### EXERCISE AIM
Please pick out and copy every line in the records below that contains the word "street".
------
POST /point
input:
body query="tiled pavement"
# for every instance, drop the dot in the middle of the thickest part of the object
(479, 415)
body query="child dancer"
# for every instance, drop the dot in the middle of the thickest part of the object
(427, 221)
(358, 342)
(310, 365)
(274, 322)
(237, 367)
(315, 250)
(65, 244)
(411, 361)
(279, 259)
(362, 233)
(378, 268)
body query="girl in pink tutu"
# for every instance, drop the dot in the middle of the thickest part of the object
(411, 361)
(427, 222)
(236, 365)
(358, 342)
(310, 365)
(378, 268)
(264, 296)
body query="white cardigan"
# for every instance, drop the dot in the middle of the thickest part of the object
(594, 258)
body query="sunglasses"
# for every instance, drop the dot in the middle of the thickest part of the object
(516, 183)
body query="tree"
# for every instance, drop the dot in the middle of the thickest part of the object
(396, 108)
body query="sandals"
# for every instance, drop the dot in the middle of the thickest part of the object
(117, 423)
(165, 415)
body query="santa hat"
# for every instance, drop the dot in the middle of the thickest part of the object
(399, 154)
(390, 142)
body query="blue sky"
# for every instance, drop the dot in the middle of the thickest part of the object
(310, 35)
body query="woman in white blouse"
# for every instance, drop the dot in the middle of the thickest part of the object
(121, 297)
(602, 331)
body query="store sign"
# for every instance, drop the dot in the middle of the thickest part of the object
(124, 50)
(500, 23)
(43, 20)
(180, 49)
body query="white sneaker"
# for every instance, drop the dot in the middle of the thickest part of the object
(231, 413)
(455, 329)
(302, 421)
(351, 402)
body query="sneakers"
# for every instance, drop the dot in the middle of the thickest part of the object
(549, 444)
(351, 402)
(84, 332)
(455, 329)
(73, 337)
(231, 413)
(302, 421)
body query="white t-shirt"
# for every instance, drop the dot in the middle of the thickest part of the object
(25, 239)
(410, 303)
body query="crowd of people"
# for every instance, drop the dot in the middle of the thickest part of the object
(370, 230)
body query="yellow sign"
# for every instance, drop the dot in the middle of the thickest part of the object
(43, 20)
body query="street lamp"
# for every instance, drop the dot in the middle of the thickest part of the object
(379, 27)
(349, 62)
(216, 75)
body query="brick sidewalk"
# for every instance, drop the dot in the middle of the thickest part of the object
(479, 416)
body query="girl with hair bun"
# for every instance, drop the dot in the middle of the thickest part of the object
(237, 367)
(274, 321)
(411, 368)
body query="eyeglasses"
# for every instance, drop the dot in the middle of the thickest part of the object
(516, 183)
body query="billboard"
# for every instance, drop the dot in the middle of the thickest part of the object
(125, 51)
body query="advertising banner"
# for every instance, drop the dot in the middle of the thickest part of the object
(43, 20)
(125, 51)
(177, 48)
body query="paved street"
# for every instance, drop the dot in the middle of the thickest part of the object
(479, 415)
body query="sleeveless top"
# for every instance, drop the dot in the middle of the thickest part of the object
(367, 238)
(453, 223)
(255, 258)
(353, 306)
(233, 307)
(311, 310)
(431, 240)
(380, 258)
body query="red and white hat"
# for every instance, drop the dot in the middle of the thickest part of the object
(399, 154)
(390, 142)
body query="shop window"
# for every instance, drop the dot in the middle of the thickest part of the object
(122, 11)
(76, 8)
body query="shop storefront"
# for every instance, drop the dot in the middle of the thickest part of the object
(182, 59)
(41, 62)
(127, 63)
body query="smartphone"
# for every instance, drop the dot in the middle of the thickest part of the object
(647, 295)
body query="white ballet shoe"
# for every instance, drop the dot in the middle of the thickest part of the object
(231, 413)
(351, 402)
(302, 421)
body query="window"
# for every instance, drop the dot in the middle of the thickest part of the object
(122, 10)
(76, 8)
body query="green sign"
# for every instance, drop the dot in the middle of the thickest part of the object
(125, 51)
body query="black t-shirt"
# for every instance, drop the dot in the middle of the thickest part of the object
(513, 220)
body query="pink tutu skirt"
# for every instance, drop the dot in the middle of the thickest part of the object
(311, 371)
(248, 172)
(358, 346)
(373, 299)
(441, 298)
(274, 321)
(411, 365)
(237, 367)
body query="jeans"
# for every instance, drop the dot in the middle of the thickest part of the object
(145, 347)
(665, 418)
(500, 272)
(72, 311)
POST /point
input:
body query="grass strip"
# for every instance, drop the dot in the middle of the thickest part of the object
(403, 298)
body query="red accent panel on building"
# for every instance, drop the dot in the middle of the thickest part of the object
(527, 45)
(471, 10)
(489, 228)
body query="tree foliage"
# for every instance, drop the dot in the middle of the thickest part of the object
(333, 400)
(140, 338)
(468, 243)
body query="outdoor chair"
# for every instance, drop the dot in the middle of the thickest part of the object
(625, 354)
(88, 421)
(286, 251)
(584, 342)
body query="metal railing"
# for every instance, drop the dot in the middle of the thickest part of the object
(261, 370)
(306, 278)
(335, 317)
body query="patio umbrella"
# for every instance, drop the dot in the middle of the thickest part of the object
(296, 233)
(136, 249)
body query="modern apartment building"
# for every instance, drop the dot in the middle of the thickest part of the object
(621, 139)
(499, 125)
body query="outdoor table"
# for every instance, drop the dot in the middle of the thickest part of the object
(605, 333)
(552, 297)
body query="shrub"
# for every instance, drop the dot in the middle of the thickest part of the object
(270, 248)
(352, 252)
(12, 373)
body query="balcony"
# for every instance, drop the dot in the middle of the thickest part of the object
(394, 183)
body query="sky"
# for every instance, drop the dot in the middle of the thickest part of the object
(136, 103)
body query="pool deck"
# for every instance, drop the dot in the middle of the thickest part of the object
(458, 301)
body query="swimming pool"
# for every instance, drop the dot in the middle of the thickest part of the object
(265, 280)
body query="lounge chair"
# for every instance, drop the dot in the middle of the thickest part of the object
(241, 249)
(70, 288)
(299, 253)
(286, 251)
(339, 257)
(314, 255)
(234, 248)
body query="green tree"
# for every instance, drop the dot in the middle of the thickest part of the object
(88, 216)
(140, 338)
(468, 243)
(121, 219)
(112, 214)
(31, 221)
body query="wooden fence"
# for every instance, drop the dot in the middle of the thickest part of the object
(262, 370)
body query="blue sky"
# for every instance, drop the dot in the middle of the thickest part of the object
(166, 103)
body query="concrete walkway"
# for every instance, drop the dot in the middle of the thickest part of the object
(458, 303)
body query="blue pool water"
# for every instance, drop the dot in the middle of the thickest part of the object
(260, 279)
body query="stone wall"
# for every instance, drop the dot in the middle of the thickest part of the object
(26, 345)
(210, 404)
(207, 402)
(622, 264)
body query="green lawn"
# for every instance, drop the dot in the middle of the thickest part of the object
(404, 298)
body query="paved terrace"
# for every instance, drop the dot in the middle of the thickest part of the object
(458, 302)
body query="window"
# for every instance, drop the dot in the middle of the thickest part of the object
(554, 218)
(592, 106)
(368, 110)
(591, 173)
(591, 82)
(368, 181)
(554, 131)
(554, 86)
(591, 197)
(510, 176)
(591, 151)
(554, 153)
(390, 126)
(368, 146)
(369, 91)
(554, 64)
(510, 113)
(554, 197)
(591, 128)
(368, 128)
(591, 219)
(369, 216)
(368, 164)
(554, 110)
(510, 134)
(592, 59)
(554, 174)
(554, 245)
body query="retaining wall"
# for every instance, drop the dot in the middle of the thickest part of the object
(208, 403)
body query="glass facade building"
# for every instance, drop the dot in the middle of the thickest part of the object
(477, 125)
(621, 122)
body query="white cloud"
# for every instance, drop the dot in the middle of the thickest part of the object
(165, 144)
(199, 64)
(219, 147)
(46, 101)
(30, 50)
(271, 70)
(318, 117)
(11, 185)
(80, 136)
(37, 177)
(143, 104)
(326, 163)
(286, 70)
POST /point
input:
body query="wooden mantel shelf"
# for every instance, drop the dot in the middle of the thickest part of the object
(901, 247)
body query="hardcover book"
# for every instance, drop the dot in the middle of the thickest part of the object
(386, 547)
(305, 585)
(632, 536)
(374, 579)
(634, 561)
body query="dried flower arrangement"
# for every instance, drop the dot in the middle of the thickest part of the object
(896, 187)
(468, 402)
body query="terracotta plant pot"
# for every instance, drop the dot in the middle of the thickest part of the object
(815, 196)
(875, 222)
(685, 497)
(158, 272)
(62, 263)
------
### FINISHED TASK
body query="street lamp"
body query="paved street"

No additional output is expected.